== RECORDS FOR THIS TASK

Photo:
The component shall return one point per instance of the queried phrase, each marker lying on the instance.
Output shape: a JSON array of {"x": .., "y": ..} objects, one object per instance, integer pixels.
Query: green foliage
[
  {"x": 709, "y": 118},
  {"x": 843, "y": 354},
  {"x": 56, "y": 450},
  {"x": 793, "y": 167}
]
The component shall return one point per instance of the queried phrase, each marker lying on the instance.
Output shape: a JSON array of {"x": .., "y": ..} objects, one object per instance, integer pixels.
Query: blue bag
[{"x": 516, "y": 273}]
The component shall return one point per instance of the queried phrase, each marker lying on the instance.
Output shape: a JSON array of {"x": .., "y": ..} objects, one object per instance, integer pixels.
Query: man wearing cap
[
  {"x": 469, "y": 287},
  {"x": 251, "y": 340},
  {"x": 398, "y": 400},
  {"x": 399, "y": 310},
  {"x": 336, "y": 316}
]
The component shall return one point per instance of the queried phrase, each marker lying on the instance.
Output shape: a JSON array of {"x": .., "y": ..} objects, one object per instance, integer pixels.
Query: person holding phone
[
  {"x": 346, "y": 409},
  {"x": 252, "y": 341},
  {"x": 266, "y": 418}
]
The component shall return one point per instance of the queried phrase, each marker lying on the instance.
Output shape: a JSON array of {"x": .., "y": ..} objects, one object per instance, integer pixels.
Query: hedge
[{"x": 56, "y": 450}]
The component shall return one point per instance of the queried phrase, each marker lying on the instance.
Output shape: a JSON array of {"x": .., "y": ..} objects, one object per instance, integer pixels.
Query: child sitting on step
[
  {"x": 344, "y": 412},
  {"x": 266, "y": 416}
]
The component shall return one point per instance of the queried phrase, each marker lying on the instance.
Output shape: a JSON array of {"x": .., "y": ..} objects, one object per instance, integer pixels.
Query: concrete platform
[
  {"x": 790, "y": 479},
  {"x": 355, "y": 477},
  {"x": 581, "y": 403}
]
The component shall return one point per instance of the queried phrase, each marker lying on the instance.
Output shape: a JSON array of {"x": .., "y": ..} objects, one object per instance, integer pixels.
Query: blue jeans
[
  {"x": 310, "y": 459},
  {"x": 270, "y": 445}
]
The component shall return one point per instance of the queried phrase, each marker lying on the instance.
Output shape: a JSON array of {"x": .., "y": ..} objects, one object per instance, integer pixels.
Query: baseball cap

====

**YOUR GOAL**: Set down all of the records shown above once more, exactly.

**SOLUTION BELOW**:
Photo:
The component shall return one point per instance of the queried phrase, each marker lying on the instance.
Output shape: a JSON array of {"x": .., "y": ..} objects, one object per instance, integer pixels.
Query: green foliage
[
  {"x": 709, "y": 118},
  {"x": 843, "y": 354},
  {"x": 56, "y": 450},
  {"x": 793, "y": 167}
]
The component shall return one point per instance of the queried phrase, each marker lying on the instance.
Output shape: a JSON array of {"x": .., "y": ..} objects, one object per instance, integer pixels.
Query: blue bag
[{"x": 516, "y": 273}]
The component shall return one point per instance of the queried phrase, each marker lying on the instance.
Output shape: a JSON array of {"x": .., "y": ..} objects, one object per instance, integer pixels.
Query: man wearing cap
[
  {"x": 469, "y": 287},
  {"x": 251, "y": 340},
  {"x": 398, "y": 400},
  {"x": 399, "y": 310},
  {"x": 336, "y": 316}
]
The component shall return one point per instance of the queried phrase, each marker lying on the instance.
Output shape: a JSON array of {"x": .., "y": ..} objects, one object per instance, integer pixels.
Query: person holding phone
[
  {"x": 346, "y": 409},
  {"x": 252, "y": 341},
  {"x": 266, "y": 418}
]
The component shall return one point per instance of the queried phrase, each marker lying on the instance.
Output shape: a JSON array of {"x": .., "y": ..} objects, one object per instance, integer pixels.
Query: hedge
[{"x": 56, "y": 450}]
The component shall return one point per instance of the queried phrase, each marker lying on the instance.
Output shape: a JSON array of {"x": .., "y": ..} objects, one object per instance, integer pixels.
Query: child sitting on step
[
  {"x": 344, "y": 412},
  {"x": 266, "y": 416}
]
The component shall return one point per instance of the queried phrase, each marker lying on the instance.
Output shape: a JSON array of {"x": .., "y": ..} objects, one object per instance, integer pixels.
Query: concrete platform
[
  {"x": 790, "y": 479},
  {"x": 355, "y": 477},
  {"x": 581, "y": 403}
]
The component shall return one point per instance of the queried phrase, each marker lying on the instance.
Output shape: a JSON array of {"x": .., "y": ..} objects, one object per instance, integer pixels.
Query: blue jeans
[
  {"x": 310, "y": 459},
  {"x": 270, "y": 445}
]
The component shall return one point per instance of the queried phrase, each marker lying on the instance.
Output shape: a JSON array of {"x": .., "y": ..} objects, one object per instance, integer pixels.
Query: baseball cap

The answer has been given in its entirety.